Your instructions - Write out again, please, the records below from the first line to the line holding "like x=35, y=43.", inclusive, and nothing else.

----

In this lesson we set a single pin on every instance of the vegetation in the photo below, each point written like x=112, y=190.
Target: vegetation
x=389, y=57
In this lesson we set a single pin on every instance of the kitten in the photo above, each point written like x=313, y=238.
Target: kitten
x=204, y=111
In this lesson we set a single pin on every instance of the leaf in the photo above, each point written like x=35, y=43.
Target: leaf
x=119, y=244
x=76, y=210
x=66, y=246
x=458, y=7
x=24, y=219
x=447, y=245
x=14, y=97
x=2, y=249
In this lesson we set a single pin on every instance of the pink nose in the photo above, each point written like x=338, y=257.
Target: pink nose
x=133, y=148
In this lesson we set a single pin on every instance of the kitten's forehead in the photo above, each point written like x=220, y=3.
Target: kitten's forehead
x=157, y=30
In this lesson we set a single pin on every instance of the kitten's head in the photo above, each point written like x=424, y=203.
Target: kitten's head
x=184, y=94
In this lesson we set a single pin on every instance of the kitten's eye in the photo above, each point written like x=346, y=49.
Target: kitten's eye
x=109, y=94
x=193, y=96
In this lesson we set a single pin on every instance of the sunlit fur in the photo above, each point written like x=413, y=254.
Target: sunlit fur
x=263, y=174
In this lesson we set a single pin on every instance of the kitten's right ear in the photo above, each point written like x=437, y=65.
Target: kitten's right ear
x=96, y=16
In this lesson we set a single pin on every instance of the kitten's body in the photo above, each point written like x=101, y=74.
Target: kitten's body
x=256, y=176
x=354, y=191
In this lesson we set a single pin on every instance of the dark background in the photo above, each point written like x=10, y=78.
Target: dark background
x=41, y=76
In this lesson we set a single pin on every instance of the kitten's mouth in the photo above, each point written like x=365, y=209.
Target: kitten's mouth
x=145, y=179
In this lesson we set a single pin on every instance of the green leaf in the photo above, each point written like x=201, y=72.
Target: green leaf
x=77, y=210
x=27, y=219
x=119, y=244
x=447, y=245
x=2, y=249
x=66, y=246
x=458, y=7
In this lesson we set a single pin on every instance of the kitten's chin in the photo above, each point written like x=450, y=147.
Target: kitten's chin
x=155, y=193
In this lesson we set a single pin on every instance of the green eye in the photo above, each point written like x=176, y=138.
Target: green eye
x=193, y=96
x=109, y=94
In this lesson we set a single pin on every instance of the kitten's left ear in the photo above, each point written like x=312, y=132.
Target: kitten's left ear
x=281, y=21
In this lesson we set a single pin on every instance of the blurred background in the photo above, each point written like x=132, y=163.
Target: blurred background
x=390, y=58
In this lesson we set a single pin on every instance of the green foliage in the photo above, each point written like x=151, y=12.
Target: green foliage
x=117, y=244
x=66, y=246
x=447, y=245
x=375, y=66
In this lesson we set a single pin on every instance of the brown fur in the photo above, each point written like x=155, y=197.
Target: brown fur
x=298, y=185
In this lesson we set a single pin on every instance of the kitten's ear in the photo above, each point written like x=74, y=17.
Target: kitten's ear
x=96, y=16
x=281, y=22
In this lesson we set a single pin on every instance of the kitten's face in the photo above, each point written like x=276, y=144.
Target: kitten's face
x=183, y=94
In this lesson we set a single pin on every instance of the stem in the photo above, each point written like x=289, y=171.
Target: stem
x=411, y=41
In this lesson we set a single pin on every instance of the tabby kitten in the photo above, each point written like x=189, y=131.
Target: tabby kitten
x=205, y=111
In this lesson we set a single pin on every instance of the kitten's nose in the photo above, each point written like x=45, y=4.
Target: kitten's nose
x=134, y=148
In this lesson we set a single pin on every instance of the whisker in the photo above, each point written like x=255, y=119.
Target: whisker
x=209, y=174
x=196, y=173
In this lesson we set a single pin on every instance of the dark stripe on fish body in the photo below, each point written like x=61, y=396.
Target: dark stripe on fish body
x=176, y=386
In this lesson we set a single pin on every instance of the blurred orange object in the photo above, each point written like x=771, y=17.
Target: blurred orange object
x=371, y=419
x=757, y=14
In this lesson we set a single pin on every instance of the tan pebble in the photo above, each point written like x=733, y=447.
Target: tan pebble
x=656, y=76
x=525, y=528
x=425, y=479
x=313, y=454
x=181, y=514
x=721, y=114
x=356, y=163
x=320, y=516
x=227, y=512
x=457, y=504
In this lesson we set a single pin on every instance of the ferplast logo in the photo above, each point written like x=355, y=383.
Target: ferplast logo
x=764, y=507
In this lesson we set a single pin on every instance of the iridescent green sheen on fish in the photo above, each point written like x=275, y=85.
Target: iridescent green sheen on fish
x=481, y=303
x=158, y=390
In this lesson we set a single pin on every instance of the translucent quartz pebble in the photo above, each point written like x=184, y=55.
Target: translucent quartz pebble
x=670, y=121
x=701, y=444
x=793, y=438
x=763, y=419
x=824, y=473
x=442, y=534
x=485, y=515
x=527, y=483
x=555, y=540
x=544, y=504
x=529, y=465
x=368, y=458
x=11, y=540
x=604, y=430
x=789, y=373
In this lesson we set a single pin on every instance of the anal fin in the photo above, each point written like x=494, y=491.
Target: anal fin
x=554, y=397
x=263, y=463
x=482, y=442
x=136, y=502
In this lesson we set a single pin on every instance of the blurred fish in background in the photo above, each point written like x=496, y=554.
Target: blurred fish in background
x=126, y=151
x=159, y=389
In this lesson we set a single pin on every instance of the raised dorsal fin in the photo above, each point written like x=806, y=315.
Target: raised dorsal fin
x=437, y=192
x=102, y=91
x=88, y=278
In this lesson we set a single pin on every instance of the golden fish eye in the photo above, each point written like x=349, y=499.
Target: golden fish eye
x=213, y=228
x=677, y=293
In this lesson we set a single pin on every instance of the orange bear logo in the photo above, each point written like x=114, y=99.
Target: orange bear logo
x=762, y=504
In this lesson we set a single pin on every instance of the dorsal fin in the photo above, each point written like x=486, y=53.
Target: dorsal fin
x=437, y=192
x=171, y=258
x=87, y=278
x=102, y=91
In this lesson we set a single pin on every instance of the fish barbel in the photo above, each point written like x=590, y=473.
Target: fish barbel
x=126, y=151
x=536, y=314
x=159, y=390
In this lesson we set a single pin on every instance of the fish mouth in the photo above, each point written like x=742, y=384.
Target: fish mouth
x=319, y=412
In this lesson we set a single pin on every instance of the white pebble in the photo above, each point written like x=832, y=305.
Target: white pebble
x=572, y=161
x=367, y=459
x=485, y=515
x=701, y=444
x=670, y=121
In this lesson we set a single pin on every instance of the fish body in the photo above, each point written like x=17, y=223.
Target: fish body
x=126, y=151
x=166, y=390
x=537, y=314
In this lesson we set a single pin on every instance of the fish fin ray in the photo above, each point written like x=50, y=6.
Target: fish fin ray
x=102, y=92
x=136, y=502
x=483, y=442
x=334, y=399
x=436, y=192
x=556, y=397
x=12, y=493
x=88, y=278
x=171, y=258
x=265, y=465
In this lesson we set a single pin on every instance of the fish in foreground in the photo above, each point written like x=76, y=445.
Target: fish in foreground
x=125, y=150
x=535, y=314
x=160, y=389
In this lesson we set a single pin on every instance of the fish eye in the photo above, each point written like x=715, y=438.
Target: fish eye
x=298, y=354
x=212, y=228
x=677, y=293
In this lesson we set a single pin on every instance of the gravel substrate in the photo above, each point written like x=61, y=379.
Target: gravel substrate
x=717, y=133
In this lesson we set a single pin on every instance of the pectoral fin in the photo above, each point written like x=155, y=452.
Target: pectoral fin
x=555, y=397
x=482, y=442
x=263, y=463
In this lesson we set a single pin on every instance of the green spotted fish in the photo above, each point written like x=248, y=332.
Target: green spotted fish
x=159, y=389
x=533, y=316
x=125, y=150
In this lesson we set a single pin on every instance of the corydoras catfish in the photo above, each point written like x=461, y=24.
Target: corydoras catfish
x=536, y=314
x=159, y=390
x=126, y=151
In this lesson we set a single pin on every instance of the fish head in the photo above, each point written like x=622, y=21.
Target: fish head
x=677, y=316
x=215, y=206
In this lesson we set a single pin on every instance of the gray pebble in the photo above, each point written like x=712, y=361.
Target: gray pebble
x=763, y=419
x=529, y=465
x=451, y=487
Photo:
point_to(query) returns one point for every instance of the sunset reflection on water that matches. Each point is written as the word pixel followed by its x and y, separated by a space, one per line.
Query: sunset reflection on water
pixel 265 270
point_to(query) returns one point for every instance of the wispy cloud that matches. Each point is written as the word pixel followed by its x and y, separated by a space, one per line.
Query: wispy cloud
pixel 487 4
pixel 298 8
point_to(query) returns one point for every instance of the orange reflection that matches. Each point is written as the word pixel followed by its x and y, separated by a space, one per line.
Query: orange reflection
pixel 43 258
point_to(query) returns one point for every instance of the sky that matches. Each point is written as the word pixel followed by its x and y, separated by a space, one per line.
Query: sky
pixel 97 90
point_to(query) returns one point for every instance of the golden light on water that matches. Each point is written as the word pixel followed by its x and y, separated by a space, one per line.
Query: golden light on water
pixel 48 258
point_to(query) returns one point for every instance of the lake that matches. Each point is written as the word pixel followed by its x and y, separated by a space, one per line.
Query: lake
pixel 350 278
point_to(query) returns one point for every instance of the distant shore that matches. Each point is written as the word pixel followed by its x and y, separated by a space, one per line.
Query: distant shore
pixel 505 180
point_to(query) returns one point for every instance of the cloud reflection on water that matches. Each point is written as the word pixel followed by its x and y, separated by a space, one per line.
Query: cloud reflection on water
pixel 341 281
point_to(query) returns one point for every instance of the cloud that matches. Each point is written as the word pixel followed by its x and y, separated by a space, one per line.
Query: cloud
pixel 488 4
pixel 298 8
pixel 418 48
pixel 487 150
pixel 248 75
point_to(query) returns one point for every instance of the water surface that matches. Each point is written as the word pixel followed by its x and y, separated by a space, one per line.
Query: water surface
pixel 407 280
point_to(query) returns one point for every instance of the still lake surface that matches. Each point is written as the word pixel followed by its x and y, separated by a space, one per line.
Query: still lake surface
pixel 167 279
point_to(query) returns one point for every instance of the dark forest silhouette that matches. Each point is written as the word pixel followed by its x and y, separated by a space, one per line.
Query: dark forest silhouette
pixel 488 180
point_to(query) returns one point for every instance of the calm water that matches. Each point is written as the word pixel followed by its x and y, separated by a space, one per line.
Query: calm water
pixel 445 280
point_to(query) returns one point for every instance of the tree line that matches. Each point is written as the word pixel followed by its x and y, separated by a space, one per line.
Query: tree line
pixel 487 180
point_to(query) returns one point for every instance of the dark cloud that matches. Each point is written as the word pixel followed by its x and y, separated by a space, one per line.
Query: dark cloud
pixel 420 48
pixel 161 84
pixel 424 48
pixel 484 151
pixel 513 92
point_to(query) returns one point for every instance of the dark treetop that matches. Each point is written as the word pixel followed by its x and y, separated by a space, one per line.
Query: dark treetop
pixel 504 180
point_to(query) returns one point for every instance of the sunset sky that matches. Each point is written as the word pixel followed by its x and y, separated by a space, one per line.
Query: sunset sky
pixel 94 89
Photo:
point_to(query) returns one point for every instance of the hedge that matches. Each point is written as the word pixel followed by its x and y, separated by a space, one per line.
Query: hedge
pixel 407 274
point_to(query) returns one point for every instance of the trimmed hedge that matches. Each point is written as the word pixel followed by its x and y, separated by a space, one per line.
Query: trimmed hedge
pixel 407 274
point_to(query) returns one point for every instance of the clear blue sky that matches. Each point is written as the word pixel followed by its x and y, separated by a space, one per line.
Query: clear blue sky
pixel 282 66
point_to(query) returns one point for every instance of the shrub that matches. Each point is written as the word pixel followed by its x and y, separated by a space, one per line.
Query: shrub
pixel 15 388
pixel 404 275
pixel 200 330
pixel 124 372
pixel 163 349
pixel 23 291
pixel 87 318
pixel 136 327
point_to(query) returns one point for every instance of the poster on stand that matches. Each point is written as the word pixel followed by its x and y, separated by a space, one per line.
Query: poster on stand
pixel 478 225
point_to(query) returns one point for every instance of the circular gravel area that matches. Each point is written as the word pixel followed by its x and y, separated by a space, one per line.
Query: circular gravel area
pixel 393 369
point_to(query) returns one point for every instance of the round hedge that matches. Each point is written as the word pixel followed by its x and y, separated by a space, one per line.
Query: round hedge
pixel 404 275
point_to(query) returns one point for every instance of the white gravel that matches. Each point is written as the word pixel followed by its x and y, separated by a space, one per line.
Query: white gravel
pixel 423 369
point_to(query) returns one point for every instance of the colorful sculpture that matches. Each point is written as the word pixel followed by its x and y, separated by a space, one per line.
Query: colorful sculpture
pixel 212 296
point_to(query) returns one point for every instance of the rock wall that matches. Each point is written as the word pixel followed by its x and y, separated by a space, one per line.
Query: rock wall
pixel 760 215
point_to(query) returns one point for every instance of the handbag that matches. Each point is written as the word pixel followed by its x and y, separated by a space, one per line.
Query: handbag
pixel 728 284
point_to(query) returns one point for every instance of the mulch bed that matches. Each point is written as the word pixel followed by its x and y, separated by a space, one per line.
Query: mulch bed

----

Answer to the exercise -
In this lesson we set a single pin on every instance of the vegetation in the photo below, each point written like x=112, y=190.
Target: vegetation
x=389, y=57
In this lesson we set a single pin on every instance of the kitten in the photo above, each point written like x=313, y=238.
Target: kitten
x=204, y=111
In this lesson we set a single pin on every instance of the leaf in the photo above, each point written like x=35, y=43.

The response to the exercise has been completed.